* 提供テキスト:
【2歳3歳のイヤイヤ期】と魔の二歳児と見通す能力・だだこね・あこがれ
2歳から4歳頃に起こる変化。
「イヤ」という言葉、「イヤ」という振る舞いの背景はなんだろう。
「イヤ」という言葉を喋ると、大人の反応が変わって面白い。
ということもあるだろう。
ただ、子どもが獲得しようとしている新しい能力に、子ども自身が困っているのだと僕は思う。
挑戦したい心が大きくなった。
今までやってもらっていたけど、自分でやりたいから「イヤ」ということもある。
「もう子どもじゃないんだから!」という気持ちで、大人たちに接し方を変えて欲しいという抗議かもしれない。
むずかしいけど、ゆっくりやりたいんだ。
今までとは違ったことをしてみたいんだ。
今色々頭の中が忙しいんだ。
「イヤ」という言葉、振る舞いに隠れている何かを大事にしたい。
「他の言葉を知らないから、とりあえずイヤと言ってみよう。その言葉しか知らないから・・・」
子どもは何がイヤなのか、どうしたいのか、自分でもわからないかもしれない。
時間をかけて、子どもが自分で気持ちを整理するのを助けてあげよう。
「そうかぁ、イヤなんだなぁ」
まず目線を合わせてみる。
「自分でする?」
「ここで待っていようか?」
「こっちにする?それともこっちにする?」
選択肢を提案するのもいいだろう。
「どうしたい?」と聞いたら、もっと困らせてしまうだろうか。
今自分がどんな状態かもわかっていないのだろうか。
自分は今泣いているのか、怒っているのか、途方に暮れているのか。。。
例えばスーパーでイヤイヤになったら。。
もしかしたら、買い物で疲れているのかもしれない。
「もうおうちに帰りたいよ!」かもしれない。
もし道端で急に「イヤ」になったとしたら?
この後、歯医者に行くことがわかっているのかもしれない!
大人は、さぁ、どうする?
イヤイヤ期が問題だとすれば、子どもの問題ではなく、大人の問題。
イライラしてしまっていないか。
イライラしても誰も助からない!
そんな時はこう言って泣いてしまうのも。
「◯◯ちゃんが困っていて、私も困ったわぁ」
今までできなかったことができるようになったワクワク。
けどそれをやっていいのか怒られるのかわからないドキドキ。
「ちょっと待って!今、クールダウンしたいんだ!」と言いたいのかもしれない。
大人だって、自分に「イヤイヤ」をするぢゃないか!
自分の心の「イヤイヤ」にも、耳を澄ませてみよう。
新しい認知能力としての見通す力
比べる能力と不安(引っ込み思案)

* 課題 1:
記録の最初の行から「[(231, 216), (210, 274)]」を含む行までを、両端の行も含めて一字一句変えずに書き写してください。

* 提供資料:
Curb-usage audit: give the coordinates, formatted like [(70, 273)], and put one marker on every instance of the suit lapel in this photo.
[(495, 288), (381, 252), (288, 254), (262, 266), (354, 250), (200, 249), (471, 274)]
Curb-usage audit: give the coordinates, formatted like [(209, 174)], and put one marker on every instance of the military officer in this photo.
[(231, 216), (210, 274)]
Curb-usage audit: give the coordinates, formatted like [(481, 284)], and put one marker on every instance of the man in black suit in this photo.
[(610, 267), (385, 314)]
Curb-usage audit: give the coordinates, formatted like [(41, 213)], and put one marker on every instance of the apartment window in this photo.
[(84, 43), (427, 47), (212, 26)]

* 課題 2:
イヤイヤ期についての文章をもとに、次の問いに答えてください。
(a) 子どもがスーパーでイヤイヤになった場合、文章はその理由としてどんな可能性を挙げているか。
(b) 子どもが道端で急に「イヤ」になった場合、文章はその理由としてどんな可能性を挙げているか。
(c) イヤイヤ期が問題だとすれば、それは誰の問題だと述べられているか。

* 解答 1:
Curb-usage audit: give the coordinates, formatted like [(70, 273)], and put one marker on every instance of the suit lapel in this photo.
[(495, 288), (381, 252), (288, 254), (262, 266), (354, 250), (200, 249), (471, 274)]
Curb-usage audit: give the coordinates, formatted like [(209, 174)], and put one marker on every instance of the military officer in this photo.
[(231, 216), (210, 274)]

* 解答 2:
(a) 買い物で疲れているのかもしれない、または「もうおうちに帰りたいよ!」という気持ちかもしれない。
(b) この後、歯医者に行くことがわかっているのかもしれない。
(c) 子どもの問題ではなく、大人の問題。